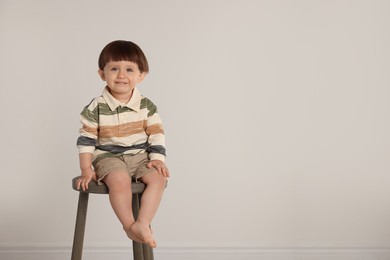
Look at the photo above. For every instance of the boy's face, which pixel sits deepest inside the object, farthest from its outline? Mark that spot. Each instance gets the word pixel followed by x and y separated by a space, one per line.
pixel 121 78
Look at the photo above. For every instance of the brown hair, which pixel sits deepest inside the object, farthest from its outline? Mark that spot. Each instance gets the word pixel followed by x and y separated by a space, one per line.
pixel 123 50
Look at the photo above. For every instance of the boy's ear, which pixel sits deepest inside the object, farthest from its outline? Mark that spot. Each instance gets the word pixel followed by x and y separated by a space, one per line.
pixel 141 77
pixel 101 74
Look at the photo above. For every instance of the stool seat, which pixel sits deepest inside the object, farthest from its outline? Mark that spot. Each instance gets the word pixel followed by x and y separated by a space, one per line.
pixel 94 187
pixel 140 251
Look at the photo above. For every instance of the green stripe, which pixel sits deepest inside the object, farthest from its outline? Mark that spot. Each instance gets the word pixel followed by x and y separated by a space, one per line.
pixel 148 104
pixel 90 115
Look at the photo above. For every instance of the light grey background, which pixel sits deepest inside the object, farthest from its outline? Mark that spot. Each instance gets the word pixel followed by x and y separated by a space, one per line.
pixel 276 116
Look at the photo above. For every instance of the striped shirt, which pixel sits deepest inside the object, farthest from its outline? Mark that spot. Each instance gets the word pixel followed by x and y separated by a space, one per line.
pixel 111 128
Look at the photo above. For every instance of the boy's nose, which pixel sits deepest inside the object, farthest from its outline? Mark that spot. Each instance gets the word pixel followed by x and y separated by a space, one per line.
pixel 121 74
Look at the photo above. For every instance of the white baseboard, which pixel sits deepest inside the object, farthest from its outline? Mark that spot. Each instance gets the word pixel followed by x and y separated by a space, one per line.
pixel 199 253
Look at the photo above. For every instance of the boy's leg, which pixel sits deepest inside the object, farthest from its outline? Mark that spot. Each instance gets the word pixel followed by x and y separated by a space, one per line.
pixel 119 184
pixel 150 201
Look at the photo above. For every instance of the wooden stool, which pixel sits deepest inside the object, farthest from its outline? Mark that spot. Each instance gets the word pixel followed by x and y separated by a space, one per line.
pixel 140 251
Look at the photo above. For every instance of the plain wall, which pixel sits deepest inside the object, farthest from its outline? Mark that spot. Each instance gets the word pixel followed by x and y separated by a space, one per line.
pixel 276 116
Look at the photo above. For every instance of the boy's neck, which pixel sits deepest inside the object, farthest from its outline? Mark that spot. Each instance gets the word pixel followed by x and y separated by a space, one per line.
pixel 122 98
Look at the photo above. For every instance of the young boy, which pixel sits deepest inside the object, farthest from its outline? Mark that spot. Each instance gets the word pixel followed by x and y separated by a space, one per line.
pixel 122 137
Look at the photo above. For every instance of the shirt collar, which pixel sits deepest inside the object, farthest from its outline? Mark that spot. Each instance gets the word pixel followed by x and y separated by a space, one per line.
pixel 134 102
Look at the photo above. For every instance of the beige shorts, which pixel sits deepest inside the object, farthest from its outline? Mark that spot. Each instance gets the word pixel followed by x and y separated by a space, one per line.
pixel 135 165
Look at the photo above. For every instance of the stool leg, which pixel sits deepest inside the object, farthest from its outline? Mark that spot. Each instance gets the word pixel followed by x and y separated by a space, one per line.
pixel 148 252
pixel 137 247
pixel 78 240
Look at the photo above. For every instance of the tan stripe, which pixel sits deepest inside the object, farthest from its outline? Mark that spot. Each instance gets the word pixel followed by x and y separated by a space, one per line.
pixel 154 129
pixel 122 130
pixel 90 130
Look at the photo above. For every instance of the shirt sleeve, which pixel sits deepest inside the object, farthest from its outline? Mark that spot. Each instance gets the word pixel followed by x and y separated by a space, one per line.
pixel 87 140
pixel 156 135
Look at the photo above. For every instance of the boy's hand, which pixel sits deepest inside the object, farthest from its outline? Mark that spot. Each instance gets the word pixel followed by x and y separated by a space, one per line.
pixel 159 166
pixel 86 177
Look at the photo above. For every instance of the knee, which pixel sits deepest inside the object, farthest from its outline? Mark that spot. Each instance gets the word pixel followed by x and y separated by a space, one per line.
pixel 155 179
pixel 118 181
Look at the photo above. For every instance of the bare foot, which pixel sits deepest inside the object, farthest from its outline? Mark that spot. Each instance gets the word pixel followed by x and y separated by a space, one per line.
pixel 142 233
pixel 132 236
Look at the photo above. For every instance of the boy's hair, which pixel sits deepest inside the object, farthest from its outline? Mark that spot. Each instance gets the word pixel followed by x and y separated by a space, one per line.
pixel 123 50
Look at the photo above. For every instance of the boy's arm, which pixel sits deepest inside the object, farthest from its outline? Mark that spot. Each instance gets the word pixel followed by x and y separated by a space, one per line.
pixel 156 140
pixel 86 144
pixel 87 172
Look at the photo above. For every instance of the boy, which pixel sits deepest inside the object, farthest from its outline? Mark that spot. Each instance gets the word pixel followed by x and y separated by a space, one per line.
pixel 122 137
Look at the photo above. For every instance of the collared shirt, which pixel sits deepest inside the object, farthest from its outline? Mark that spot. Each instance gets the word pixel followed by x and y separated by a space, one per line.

▬▬▬▬▬▬▬▬▬▬

Assignment :: A verbatim transcription is required of the lines from the one with "boy's arm, which" through the final line of the entries above, and of nothing else.

Solution for this problem ::
Look at the photo above. For every instance of the boy's arm, which pixel sits deepest inside the object, farthest from its outline? Mark that spot. Each instance gets the word pixel followed by x and y separated by a space, one per line.
pixel 156 140
pixel 86 144
pixel 87 172
Look at the photo above. For every instance of the boy, which pixel sits deepest inside the object, farthest from its outline? Mark that spot. Each instance gets the word pixel followed by x and y separated by a space, one per line.
pixel 122 137
Look at the photo above. For every instance of the collared shirt, which pixel sits deepest inside the object, farthest from its outline? Mark that spot. Each instance gets the word pixel followed by x and y separated by a space, one per line.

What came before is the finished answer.